[LIST OF TASKS]
1. Can you write out the passage of the review below, from "J. A. Chernov’s" up to and including "also a novelist."?
2. Answer these questions using the review below:
(a) What is the title of the debut novel being reviewed?
(b) What kind of writer is the novelist by profession?
(c) Between which two places does the Cascadia fault run?

--- TEXT ---

A Thriller Must Read

J. A. Chernov’s first novel is a thriller must read.

I don’t read very many thrillers, because most of them pay little attention to characterization. Terrorizing is the chief aim.  J. A. Cherov’s debut novel, Cascadia’s Curse, proved an exception. She is a technical and non-fiction writer by profession and this skill shows in the depth of her research, but this first attempt shows she is clearly also a novelist.

 Cascadia's Curse

 Charnov’s thriller brings a fiction author’s skill to a natural disaster that is not fantasy—the cataclysmic disruption of the Cascadia fault that runs the length of the Pacific coast from Vancouver Island to Northern California. In a world beset by natural disasters of historic proportions, the thoroughly researched events–tsunamis, earthquakes, and fires—that confront the characters of this story, have the impact, especially for readers of the northwest, of truly possible futures.

--- LISTED RECORDS ---

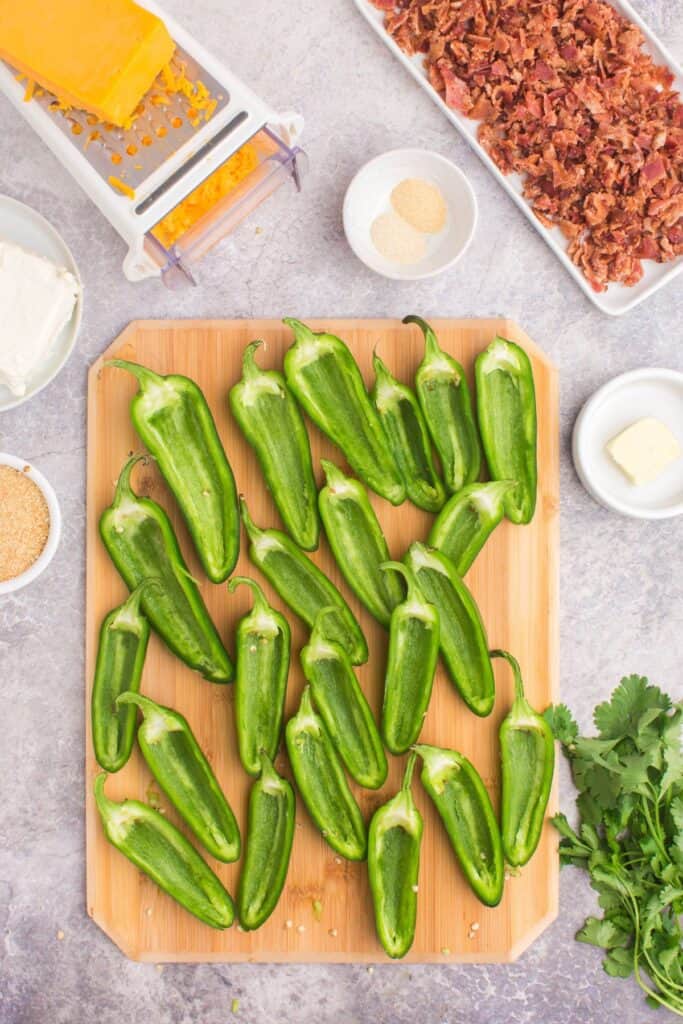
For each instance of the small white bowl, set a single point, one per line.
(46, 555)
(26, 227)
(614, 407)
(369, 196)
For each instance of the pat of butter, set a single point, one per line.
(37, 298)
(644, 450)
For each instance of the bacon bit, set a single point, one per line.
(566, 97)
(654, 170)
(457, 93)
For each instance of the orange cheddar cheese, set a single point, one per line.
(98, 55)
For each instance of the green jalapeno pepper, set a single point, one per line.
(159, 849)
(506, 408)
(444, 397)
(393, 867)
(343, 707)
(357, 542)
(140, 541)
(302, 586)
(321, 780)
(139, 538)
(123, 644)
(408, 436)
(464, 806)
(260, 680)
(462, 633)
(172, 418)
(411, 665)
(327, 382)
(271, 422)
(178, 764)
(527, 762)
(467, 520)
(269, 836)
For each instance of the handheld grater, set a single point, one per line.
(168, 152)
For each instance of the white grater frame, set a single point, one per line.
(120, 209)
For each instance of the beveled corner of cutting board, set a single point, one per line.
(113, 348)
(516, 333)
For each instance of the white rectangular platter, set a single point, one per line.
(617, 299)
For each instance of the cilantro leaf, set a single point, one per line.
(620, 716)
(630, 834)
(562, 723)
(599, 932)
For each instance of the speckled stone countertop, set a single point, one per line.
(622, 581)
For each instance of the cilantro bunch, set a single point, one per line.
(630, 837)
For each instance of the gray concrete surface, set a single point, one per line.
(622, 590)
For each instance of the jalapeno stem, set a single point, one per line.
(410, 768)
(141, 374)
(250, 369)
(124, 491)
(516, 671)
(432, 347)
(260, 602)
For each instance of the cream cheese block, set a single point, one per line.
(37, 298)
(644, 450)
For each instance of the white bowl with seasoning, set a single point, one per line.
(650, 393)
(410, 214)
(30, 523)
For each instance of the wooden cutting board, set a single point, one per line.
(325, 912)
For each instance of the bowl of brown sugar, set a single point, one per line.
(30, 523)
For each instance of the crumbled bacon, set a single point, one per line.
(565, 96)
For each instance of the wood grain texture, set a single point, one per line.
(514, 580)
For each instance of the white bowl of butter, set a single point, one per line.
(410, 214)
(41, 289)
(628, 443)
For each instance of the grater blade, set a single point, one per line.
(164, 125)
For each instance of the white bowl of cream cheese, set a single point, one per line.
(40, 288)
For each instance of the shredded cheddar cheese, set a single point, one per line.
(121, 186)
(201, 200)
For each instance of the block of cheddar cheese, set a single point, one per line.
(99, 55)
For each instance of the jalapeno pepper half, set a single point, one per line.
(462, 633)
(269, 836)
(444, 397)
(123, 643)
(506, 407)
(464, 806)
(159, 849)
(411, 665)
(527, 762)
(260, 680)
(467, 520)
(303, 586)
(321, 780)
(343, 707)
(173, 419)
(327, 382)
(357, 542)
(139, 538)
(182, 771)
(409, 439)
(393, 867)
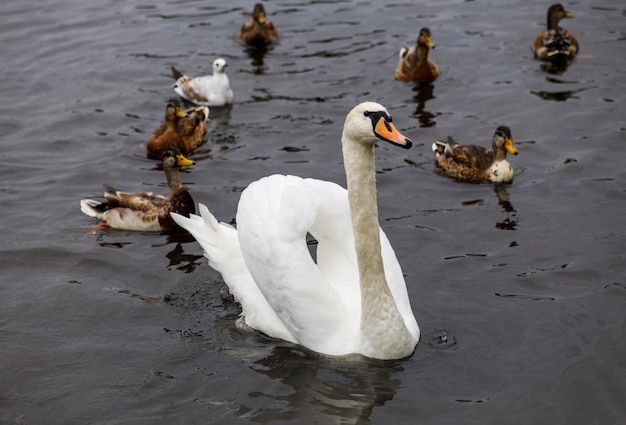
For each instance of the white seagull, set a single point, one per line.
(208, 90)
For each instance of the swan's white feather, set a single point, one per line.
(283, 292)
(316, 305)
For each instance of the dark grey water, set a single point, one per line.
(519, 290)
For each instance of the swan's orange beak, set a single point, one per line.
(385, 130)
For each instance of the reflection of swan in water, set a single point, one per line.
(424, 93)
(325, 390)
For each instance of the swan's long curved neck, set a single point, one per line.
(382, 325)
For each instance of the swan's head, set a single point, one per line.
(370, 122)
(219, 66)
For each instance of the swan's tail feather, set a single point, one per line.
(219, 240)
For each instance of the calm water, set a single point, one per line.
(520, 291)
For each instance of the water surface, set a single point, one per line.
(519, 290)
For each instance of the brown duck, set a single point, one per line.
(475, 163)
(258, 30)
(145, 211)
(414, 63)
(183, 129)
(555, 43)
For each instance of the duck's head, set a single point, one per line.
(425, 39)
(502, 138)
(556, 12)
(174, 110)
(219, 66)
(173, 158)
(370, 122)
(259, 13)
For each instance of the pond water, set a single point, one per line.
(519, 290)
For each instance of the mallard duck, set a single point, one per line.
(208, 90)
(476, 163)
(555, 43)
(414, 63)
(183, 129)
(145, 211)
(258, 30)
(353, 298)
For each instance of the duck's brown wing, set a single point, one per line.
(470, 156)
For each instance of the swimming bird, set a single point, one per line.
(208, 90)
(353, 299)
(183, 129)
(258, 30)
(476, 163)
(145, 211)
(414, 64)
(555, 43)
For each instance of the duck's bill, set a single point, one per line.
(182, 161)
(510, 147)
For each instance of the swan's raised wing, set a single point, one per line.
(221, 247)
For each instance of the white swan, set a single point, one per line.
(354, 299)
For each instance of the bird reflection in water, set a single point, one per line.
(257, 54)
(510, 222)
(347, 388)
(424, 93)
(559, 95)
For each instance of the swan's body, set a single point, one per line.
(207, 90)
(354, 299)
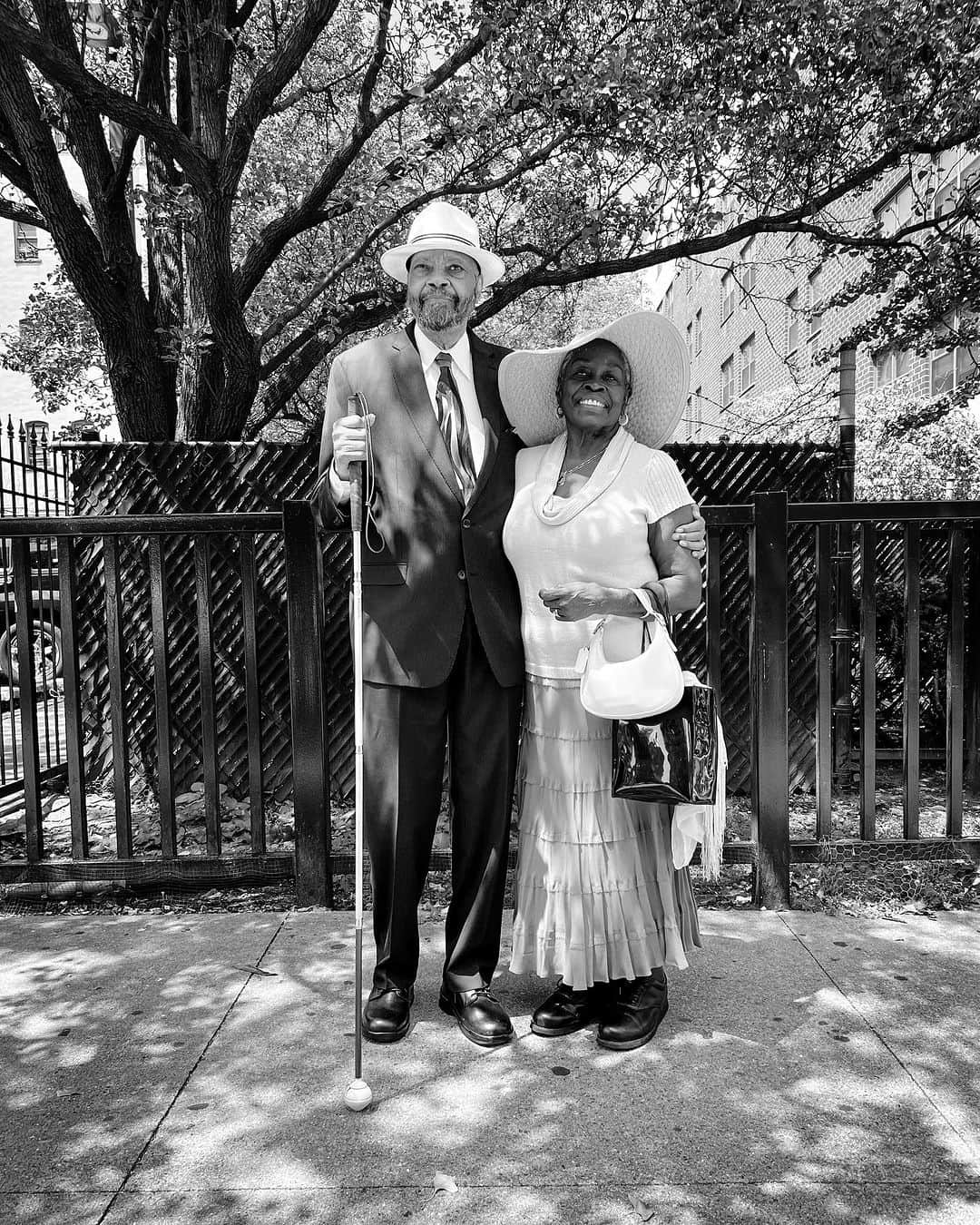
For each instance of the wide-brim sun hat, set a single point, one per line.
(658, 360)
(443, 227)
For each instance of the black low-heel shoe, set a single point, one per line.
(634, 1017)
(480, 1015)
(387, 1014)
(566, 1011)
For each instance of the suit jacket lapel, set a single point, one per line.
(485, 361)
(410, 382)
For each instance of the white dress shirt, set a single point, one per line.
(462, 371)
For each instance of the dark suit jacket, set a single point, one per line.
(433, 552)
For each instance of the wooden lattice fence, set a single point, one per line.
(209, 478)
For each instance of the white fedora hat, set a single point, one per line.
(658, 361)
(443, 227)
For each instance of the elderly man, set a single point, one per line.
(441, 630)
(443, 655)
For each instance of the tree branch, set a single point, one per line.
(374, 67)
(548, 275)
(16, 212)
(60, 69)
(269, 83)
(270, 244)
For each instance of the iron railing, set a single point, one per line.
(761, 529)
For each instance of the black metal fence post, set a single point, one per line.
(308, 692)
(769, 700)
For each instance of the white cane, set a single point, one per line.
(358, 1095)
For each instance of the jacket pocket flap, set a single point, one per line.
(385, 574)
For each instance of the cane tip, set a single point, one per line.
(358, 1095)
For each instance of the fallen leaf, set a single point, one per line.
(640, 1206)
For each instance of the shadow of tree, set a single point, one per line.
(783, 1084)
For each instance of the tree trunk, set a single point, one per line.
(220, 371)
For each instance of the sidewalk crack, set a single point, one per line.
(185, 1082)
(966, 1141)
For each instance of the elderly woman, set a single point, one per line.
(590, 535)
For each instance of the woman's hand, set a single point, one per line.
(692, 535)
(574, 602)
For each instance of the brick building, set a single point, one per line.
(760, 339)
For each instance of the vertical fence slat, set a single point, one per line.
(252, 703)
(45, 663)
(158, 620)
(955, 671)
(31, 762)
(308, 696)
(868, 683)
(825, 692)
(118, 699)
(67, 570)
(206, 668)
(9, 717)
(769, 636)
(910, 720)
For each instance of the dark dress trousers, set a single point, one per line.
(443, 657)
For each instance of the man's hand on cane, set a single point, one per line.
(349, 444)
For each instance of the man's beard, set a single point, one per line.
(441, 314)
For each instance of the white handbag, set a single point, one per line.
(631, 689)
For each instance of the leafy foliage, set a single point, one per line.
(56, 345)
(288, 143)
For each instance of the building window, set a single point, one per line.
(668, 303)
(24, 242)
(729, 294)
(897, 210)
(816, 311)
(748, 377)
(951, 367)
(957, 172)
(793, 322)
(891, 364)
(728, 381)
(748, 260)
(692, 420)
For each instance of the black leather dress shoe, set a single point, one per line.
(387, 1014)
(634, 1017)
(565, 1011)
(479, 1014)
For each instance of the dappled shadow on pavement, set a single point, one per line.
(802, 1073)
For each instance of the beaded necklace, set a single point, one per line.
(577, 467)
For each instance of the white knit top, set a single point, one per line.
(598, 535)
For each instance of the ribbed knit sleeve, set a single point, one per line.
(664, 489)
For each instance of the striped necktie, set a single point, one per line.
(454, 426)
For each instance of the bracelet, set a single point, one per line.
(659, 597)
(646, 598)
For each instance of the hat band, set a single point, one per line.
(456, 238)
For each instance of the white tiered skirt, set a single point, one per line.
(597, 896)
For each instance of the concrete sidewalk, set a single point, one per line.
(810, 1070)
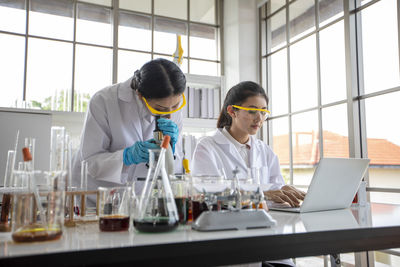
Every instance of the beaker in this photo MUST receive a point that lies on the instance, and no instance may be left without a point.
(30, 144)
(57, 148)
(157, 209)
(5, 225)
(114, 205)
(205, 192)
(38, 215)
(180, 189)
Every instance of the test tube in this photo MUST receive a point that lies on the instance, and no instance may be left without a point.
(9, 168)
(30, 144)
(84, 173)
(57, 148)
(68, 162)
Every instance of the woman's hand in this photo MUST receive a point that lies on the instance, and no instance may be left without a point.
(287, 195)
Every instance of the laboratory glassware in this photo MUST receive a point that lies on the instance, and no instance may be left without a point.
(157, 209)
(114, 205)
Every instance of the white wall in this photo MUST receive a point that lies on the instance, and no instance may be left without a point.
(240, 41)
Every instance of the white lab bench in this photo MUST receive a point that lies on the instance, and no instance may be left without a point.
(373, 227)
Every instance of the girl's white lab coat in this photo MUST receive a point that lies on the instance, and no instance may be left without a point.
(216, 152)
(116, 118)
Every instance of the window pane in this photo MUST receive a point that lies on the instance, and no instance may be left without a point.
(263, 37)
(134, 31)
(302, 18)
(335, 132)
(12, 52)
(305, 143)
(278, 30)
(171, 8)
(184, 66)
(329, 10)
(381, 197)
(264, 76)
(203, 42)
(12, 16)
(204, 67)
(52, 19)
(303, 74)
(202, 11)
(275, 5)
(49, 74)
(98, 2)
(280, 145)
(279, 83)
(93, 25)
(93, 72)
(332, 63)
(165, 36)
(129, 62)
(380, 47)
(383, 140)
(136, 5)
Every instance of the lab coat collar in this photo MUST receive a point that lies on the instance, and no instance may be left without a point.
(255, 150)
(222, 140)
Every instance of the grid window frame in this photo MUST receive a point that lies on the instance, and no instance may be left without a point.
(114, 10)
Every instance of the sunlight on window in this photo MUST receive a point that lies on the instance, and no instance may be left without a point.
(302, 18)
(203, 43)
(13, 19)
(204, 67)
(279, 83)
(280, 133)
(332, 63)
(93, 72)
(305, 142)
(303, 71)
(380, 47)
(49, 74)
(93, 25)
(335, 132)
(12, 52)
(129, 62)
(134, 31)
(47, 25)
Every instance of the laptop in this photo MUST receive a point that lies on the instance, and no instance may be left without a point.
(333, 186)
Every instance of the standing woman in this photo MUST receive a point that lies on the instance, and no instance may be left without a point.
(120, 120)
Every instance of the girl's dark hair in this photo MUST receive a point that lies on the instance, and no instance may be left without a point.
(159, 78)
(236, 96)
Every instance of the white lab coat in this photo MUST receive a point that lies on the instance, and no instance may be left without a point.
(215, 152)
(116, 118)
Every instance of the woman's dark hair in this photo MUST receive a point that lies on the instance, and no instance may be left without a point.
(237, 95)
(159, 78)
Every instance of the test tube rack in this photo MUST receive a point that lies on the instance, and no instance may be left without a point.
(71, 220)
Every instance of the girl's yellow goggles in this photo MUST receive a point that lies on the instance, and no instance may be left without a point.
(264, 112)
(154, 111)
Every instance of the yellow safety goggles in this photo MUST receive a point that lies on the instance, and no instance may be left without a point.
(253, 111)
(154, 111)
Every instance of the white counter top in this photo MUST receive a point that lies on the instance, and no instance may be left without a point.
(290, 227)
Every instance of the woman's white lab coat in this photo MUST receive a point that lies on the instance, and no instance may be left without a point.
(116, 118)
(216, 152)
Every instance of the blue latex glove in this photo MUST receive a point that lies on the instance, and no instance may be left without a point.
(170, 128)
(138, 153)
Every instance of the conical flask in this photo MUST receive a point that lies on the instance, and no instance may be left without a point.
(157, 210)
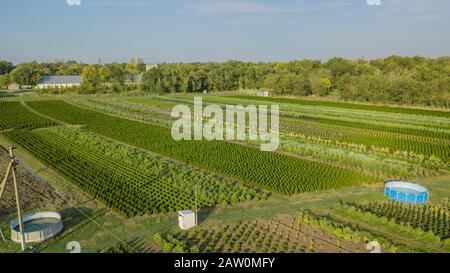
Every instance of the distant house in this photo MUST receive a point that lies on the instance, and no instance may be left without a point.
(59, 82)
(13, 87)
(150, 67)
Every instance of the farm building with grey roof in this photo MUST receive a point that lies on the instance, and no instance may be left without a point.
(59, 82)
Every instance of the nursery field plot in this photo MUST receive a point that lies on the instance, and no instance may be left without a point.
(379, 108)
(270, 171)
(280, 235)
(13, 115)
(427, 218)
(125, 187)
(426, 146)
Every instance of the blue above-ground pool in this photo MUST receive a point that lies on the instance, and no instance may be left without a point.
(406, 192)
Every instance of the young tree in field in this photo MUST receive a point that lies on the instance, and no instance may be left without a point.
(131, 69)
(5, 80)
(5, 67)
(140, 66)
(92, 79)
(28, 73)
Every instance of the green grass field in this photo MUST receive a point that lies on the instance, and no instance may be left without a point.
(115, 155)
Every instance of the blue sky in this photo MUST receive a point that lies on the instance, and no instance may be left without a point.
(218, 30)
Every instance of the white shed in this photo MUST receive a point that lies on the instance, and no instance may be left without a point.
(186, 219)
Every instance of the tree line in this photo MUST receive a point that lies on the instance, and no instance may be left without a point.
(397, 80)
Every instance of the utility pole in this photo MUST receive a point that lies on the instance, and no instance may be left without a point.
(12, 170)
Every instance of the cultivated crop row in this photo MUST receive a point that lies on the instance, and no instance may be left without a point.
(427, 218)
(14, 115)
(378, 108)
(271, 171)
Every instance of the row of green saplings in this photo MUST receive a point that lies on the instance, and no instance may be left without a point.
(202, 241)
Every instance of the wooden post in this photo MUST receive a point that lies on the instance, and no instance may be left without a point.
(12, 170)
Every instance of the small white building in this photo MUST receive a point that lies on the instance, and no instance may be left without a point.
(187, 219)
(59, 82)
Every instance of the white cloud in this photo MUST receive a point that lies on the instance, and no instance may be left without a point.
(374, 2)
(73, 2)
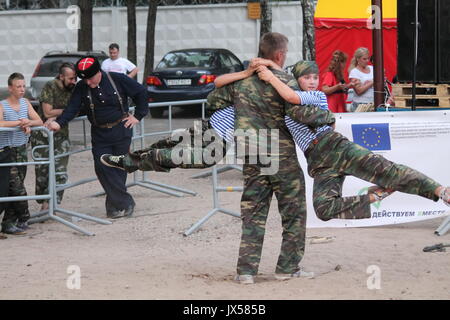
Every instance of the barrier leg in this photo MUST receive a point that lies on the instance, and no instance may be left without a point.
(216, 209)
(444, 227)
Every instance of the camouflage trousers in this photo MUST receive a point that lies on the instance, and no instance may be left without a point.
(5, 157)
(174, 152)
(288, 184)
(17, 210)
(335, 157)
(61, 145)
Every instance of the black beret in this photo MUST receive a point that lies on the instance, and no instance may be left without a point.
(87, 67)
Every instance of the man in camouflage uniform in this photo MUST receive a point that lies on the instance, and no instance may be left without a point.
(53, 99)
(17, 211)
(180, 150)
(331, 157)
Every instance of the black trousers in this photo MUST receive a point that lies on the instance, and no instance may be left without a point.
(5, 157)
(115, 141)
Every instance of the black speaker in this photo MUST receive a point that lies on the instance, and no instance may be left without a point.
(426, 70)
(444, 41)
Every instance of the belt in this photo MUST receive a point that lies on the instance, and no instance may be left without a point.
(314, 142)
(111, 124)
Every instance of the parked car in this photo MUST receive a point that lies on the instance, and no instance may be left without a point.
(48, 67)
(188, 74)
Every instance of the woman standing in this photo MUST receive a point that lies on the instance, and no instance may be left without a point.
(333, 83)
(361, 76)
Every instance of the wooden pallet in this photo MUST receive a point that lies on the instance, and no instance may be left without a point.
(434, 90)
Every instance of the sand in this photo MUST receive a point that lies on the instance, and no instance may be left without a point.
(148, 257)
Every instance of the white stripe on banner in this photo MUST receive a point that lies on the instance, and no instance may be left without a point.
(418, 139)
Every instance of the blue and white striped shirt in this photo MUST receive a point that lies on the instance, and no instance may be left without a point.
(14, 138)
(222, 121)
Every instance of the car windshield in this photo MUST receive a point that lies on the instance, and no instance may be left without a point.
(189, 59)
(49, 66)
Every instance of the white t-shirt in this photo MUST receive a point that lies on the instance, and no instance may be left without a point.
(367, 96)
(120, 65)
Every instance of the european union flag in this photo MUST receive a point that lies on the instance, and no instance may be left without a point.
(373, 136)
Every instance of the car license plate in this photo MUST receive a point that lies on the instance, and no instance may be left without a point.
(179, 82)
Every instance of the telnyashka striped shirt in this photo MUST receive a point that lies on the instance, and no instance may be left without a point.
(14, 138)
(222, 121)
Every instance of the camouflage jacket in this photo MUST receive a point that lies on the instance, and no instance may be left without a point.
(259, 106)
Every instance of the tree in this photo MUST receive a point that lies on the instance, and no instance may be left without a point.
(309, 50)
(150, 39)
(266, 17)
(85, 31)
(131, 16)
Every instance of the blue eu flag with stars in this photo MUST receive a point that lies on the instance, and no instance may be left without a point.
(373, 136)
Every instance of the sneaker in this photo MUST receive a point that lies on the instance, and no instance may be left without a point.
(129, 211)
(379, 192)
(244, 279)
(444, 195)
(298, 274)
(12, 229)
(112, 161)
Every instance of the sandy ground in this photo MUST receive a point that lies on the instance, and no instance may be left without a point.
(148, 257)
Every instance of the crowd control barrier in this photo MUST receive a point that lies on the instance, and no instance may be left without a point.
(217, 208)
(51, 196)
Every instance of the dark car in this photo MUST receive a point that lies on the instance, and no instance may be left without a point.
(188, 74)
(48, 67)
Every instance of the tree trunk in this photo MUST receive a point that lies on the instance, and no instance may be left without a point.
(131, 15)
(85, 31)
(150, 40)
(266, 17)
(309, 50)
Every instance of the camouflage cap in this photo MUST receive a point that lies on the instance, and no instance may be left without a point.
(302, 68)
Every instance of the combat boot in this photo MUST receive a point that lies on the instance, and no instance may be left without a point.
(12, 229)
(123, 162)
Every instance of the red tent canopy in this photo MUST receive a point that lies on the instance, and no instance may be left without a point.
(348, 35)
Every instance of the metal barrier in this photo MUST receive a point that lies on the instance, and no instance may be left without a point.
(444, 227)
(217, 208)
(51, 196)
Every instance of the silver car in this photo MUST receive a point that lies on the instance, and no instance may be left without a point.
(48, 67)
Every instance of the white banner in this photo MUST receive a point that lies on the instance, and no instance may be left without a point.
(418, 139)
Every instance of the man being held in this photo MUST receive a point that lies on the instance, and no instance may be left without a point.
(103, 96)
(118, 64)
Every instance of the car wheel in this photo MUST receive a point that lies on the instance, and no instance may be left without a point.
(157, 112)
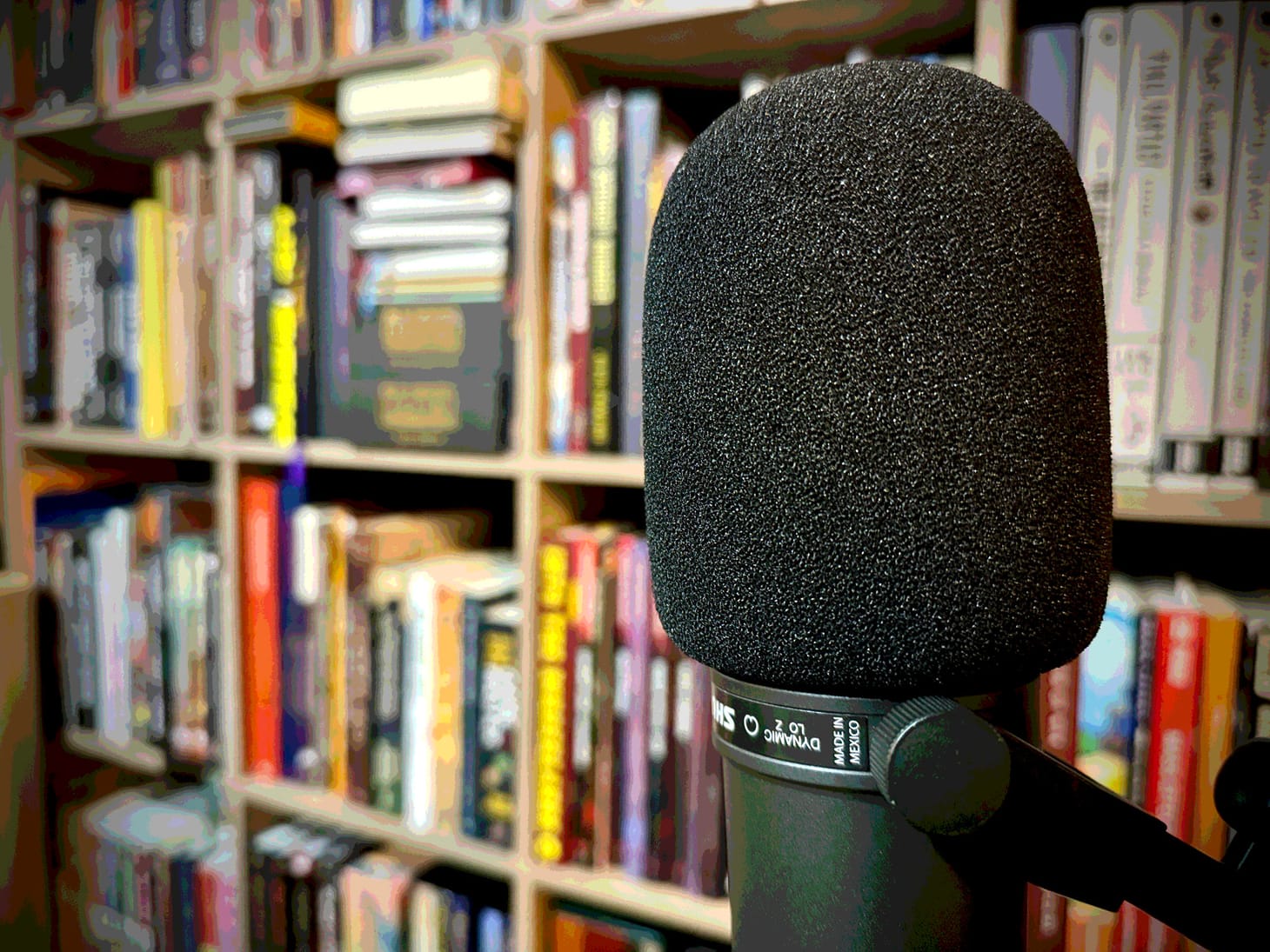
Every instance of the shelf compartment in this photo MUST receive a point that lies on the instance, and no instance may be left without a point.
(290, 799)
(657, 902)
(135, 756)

---

[PROBLEM SOLUTIONS]
1.
J. A. Chernov’s first novel is a thriller must read.

I don’t read very many thrillers, because most of them pay little attention to characterization. Terrorizing is the chief aim.  J. A. Cherov’s debut novel, Cascadia’s Curse, proved an exception. She is a technical and non-fiction writer by profession and this skill shows in the depth of her research, but this first attempt shows she is clearly also a novelist.

2.
(a) Cascadia's Curse
(b) A technical and non-fiction writer
(c) From Vancouver Island to Northern California